[Records drawn from a dataset]
★ ★ ★ ★ ★ ★ ★
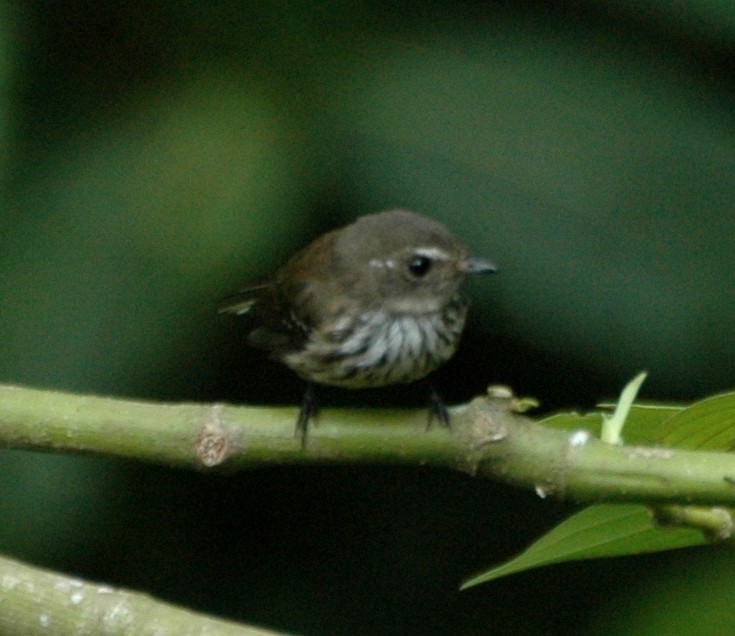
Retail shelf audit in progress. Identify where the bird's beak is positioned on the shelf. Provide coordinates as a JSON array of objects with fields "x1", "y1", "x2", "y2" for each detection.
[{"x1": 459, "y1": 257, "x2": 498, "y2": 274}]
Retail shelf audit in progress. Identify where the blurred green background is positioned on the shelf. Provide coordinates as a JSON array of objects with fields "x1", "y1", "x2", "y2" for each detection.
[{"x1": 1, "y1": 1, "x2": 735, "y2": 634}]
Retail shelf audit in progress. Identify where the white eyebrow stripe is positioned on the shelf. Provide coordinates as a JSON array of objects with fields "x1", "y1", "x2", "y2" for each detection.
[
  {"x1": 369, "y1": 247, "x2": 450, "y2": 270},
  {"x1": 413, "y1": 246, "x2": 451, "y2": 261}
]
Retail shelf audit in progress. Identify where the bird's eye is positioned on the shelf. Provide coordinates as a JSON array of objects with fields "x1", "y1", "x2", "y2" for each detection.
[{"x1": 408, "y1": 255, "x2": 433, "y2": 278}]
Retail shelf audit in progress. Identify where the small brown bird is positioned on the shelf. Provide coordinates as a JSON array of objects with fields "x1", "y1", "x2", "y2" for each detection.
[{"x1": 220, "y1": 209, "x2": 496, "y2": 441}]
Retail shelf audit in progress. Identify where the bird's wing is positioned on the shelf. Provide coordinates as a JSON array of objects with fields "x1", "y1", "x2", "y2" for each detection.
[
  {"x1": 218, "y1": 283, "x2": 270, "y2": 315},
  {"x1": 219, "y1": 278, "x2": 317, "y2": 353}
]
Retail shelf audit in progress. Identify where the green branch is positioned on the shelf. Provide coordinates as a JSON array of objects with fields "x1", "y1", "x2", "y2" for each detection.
★ ★ ★ ★ ★ ★ ★
Going through the records above line by line, transcribe each one exactly and skip any pictures.

EXERCISE ANSWER
Retail shelf audit in progress. Identify where the bird's beak is positioned on the shelf. Provide coordinates as a JSON array of objects with fields "x1", "y1", "x2", "y2" for each detection.
[{"x1": 459, "y1": 257, "x2": 498, "y2": 274}]
Retail shelf audit in progress. Identify where the blurred green background is positioned on the shelf. Provide coordinates as a JSON array of objects with fields "x1", "y1", "x2", "y2" for each detection.
[{"x1": 1, "y1": 1, "x2": 735, "y2": 634}]
Retail shelf audit in progress. Identify where the white eyebrow stripe is positioned on the shelf. Provide coordinates as a JSON array of objects with fields "x1", "y1", "x2", "y2" for each detection.
[
  {"x1": 369, "y1": 247, "x2": 450, "y2": 270},
  {"x1": 413, "y1": 246, "x2": 451, "y2": 261}
]
Retail shelf audit in progress. Identify where the bird's eye is positioned on the shelf. Provide coordinates as a JSON array of objects with fields "x1", "y1", "x2", "y2" for each detection.
[{"x1": 408, "y1": 255, "x2": 433, "y2": 278}]
Retail shelf audit in progress. Identify where the small brown bird is positioned on the shelf. Provide coordinates as a JSON array of objects with fields "x1", "y1", "x2", "y2" for each detection.
[{"x1": 220, "y1": 209, "x2": 496, "y2": 441}]
Retail shelf audit in progress. Identify where the bird's wing is positioned on the shelf. Provide coordinates as a JSON array of objects with fields "x1", "y1", "x2", "y2" for each detection.
[
  {"x1": 218, "y1": 283, "x2": 270, "y2": 315},
  {"x1": 219, "y1": 278, "x2": 317, "y2": 353}
]
Retail shelf audit in progress. Identify where the green branch is positioned on the shelf. Provide coordinates as a JSON array of objects with fields "x1", "y1", "x2", "y2" for each detection.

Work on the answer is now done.